## Your assignment
Output the entries in full and verbatim, pictures omitted.

## Provided material
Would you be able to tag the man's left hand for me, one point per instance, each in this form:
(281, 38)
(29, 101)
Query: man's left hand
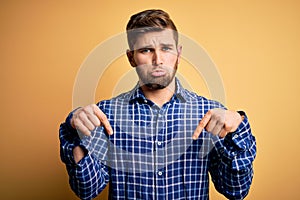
(219, 122)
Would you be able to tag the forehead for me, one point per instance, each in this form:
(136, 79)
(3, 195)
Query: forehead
(155, 38)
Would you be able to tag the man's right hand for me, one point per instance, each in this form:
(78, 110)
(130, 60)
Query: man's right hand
(88, 118)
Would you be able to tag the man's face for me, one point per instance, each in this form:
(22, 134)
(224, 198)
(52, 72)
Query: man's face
(156, 57)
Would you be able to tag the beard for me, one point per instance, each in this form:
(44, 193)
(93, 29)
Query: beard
(156, 83)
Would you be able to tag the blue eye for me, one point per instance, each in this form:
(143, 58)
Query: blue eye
(145, 50)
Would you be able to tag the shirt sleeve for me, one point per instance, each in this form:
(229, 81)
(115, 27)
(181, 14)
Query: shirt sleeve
(231, 166)
(88, 177)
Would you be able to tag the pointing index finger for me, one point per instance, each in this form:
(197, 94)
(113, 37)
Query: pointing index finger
(202, 124)
(103, 120)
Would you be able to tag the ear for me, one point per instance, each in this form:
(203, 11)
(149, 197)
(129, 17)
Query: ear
(179, 51)
(131, 58)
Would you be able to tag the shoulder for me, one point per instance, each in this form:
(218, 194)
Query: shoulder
(202, 101)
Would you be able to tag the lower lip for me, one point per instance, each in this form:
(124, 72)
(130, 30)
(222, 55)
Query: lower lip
(158, 73)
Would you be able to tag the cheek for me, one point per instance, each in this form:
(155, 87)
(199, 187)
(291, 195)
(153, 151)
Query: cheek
(141, 59)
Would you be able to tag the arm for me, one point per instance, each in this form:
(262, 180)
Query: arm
(87, 176)
(234, 151)
(231, 162)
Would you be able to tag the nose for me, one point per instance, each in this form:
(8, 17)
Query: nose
(157, 58)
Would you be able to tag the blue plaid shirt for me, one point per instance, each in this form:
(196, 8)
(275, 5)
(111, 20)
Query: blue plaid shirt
(151, 154)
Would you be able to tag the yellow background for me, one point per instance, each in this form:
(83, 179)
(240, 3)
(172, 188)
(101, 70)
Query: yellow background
(255, 45)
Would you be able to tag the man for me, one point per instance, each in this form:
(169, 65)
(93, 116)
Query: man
(158, 141)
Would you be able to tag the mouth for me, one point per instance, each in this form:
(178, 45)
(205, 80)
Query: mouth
(158, 73)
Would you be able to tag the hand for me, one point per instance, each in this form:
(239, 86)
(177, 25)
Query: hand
(88, 118)
(219, 122)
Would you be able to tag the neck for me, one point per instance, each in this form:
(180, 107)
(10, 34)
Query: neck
(160, 96)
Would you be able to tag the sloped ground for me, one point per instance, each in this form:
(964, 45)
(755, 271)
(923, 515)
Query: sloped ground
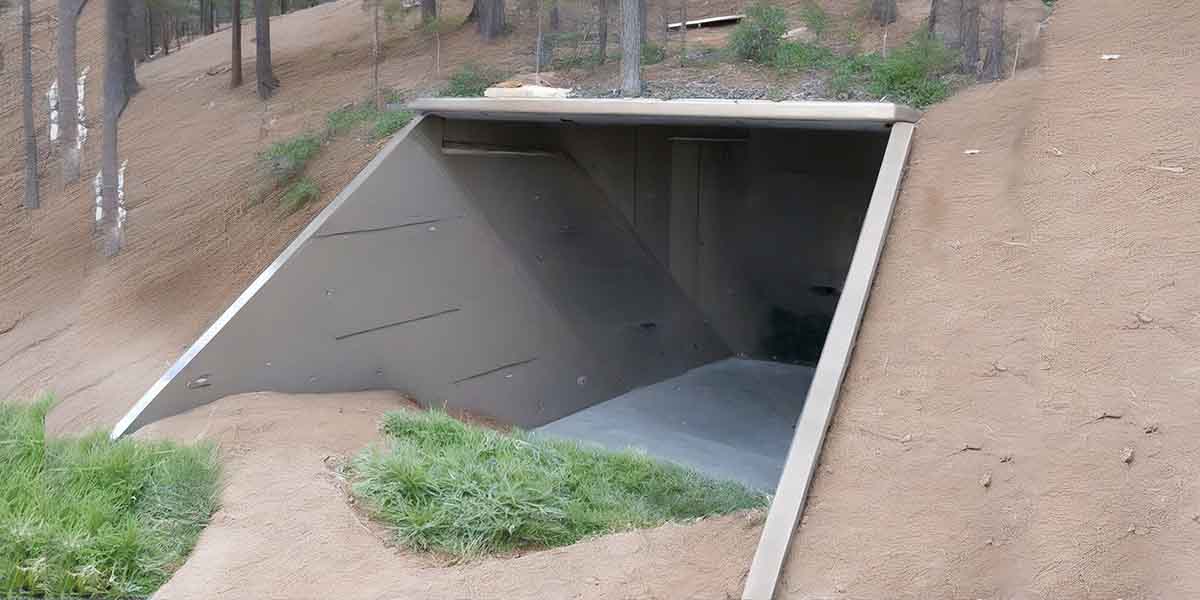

## Output
Would you be able to tag the man's left hand for me, one point per instance, each in this form:
(281, 38)
(29, 101)
Query: man's left hand
(219, 122)
Would you be able to tag the forehead for me, one point per instance, each in this form:
(136, 79)
(3, 195)
Query: forehead
(155, 38)
Would you be able to tag the man's right hand for me, one point per instance, each in this form:
(78, 110)
(130, 60)
Query: man's right hand
(88, 118)
Would you be able to tag the man's face for me, one point per instance, each in this form:
(22, 134)
(224, 198)
(52, 72)
Query: man's face
(156, 57)
Would you be able to tag the beard for me, one point per instance, each in this form:
(44, 193)
(93, 29)
Query: beard
(156, 83)
Would you be able to tag the blue eye for me, one point per instance, each in this form:
(143, 58)
Query: blue eye
(145, 50)
Would you be able to tag the shirt sleeve for me, one point per instance, each in this form:
(229, 81)
(115, 27)
(181, 14)
Query: shirt sleeve
(231, 166)
(88, 177)
Would you be able to tag the pointing index finger for me, one point per instance, each in this form:
(197, 94)
(113, 37)
Query: pointing index finger
(202, 124)
(103, 120)
Would you be able to tag the ear for me, one point per instance, each in this form:
(203, 11)
(149, 197)
(129, 17)
Query: ear
(179, 51)
(131, 58)
Would you be able to tag the shoulder for me, one point per instance, each in this form:
(218, 194)
Query: shoulder
(202, 101)
Would you be able to tag the lower lip for me, one point per instance, each in this form:
(124, 72)
(130, 30)
(222, 55)
Query: lower lip
(158, 73)
Would you be able to tag the cheek for me, one point per instance, each in this form:
(155, 87)
(199, 187)
(291, 195)
(153, 151)
Query: cheek
(141, 59)
Would you be able to tag the arm for me, one point per instance, each in this form:
(262, 180)
Query: arm
(87, 176)
(234, 151)
(231, 162)
Would you be able to tag the nose for me, one point per instance, each in this form:
(8, 17)
Query: nose
(157, 58)
Would you be able to tag the blue plaid shirt for me, one point per instance, each in this form:
(196, 8)
(275, 5)
(111, 20)
Query: blue plaid shirt
(151, 154)
Would you be able to tag the yellow background for me, one point per instance, each in this form:
(83, 179)
(240, 3)
(172, 188)
(101, 70)
Query: yellow background
(255, 45)
Would you be able to tag the man for me, one point per instance, each in this form:
(169, 65)
(93, 116)
Query: man
(158, 141)
Would you be able to tag the mouth for me, one point per instance, each in this form:
(178, 45)
(205, 80)
Query: mouth
(158, 73)
Would you be able to tag the hand for me, one point per instance, each in this form:
(239, 86)
(177, 25)
Query: hand
(88, 118)
(219, 122)
Would you be able to tag the neck for me, one point per instance, each in this form:
(180, 107)
(10, 34)
Query: neck
(160, 96)
Would you be able to tag the sloped ground for me, one point per instance, each in this form:
(964, 45)
(755, 271)
(923, 515)
Query: sloped ground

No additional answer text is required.